--- Start of Text ---

Recently, a procedure has been proposed to obtain a molecular intrinsic surface from simulation data (Ref. 3). The density profiles obtained from this surface are, in general, quite different from the usual mean density profiles.

Gravity-capillary waves

These are ordinary waves excited in an interface, such as ripples on a water surface. Their dispersion relation reads, for waves on the interface between two fluids of infinite depth:

${\displaystyle \omega ^{2}={\frac {\rho -\rho '}{\rho +\rho '}}gk+{\frac {\sigma }{\rho +\rho '}}k^{3},}$

where ω is the angular frequency, g the acceleration due to gravity, σ the surface tension, ρ and ρ‘ the mass density of the two fluids (ρ > ρ‘) and k the wavenumber.

Derivation

This is a sketch of the derivation of the general dispersion relation, see Ref. 4 for a more detailed description. The problem is unfortunately a bit complex. As Richard Feynman put it (Ref. 6):

...[water waves], which are easily seen by everyone and which are used as an example of waves in elementary courses... are the worst possible example... they have all the complications that waves can have

Defining the problem

Three contributions to the energy are involved: the surface tension, gravity, and hydrodynamics. The part due to gravity is the simplest: integrating the potential energy density due to gravity, ${\displaystyle \rho gz}$ from a reference height to the position of the surface, ${\displaystyle z=h(x,y)}$:

${\displaystyle E_{\mathrm {g} }=\int dx\,dy\,\int _{0}^{h}dz\rho gz={\frac {\rho g}{2}}\int dx\,dy\,h^{2}.}$

(For simplicity, we are neglecting the density of the fluid above, which is often acceptable.)

--- End of Text ---
--- Start of Given entries ---

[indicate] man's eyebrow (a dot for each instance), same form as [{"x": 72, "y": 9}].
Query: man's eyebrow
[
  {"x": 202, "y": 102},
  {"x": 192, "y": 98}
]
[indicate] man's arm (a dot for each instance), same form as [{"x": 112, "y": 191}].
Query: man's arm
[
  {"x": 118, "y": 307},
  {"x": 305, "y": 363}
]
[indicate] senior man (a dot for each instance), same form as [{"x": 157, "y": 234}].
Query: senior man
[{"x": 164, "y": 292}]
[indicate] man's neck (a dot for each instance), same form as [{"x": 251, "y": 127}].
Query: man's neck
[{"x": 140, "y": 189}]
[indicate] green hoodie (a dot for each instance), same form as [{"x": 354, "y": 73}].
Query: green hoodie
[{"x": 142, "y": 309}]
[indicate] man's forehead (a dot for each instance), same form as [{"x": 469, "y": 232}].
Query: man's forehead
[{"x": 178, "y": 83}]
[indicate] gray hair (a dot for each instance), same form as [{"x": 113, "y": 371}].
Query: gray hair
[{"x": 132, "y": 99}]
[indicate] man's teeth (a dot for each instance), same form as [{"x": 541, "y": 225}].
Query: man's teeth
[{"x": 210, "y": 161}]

--- End of Given entries ---

◆ Complete the following ◆
(1) Translate this sentence from the text on gravity-capillary waves into Spanish: "These are ordinary waves excited in an interface, such as ripples on a water surface."
(2) In the text on gravity-capillary waves, what three contributions to the energy are involved?
(3) Reproduce a passage of the text on gravity-capillary waves: begin at the words "These are ordinary" and stop after "k the wavenumber.".
Nothing in the listing is needed here.

◆ Results for each task ◆
(1) Estas son ondas ordinarias excitadas en una interfaz, como las ondulaciones en la superficie del agua.

(2) Surface tension, gravity, and hydrodynamics.

(3)
These are ordinary waves excited in an interface, such as ripples on a water surface. Their dispersion relation reads, for waves on the interface between two fluids of infinite depth:

${\displaystyle \omega ^{2}={\frac {\rho -\rho '}{\rho +\rho '}}gk+{\frac {\sigma }{\rho +\rho '}}k^{3},}$

where ω is the angular frequency, g the acceleration due to gravity, σ the surface tension, ρ and ρ‘ the mass density of the two fluids (ρ > ρ‘) and k the wavenumber.